**Work to complete**:
Collect every line of the listing below that contains the word "white", and copy each one in full.

**Records provided**:

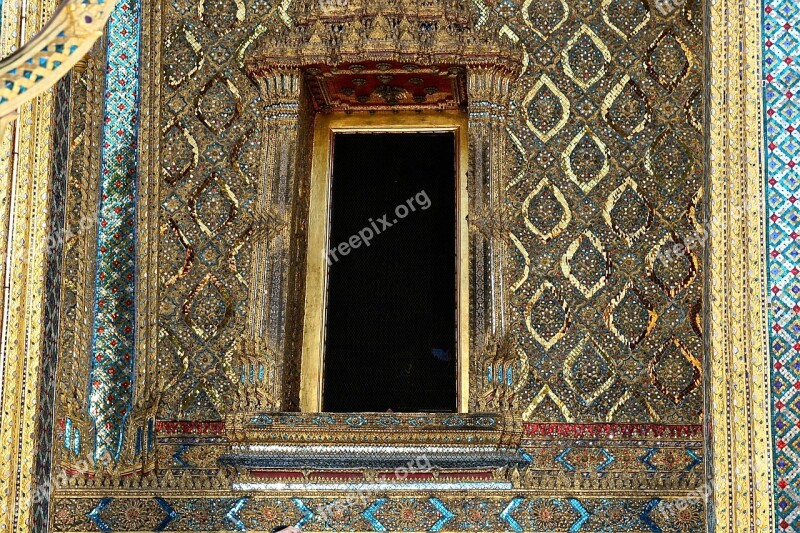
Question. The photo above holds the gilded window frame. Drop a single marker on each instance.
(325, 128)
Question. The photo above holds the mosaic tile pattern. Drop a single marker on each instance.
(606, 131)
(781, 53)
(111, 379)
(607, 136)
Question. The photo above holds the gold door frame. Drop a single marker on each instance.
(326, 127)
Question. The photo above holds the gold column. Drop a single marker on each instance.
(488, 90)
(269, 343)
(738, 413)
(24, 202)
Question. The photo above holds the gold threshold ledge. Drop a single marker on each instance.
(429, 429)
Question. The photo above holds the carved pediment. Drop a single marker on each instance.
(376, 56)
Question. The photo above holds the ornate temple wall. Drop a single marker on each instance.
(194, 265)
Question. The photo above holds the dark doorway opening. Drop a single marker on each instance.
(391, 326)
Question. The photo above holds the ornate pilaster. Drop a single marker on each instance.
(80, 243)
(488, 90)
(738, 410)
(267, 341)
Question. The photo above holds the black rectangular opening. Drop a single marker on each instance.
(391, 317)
---
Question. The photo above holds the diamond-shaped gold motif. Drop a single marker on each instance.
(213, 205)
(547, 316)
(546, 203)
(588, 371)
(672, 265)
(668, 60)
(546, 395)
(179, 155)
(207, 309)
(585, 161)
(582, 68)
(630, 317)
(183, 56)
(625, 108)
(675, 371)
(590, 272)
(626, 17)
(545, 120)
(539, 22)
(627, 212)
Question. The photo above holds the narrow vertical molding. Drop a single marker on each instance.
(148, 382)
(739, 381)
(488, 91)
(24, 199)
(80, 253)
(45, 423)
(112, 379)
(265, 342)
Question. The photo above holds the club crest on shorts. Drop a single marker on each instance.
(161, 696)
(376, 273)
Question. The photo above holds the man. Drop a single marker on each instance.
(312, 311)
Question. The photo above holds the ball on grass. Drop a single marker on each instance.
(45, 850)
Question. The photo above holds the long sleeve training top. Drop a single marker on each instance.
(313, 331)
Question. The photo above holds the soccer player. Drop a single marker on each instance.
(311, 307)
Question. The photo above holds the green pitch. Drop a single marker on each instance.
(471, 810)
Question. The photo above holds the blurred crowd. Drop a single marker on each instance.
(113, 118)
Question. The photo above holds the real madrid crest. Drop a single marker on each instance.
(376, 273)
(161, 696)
---
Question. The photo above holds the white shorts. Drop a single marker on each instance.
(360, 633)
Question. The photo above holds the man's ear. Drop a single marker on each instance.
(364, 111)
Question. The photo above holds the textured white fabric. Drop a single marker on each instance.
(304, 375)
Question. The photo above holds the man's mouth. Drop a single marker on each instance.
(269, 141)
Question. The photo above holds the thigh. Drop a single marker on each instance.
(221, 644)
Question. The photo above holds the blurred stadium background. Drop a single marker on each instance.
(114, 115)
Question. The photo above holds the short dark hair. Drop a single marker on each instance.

**Written answer**:
Question. The photo above holds the white shorts. Drop a single marker on each instance.
Question. The photo above holds the textured white fabric. Drop a single marker on each instance.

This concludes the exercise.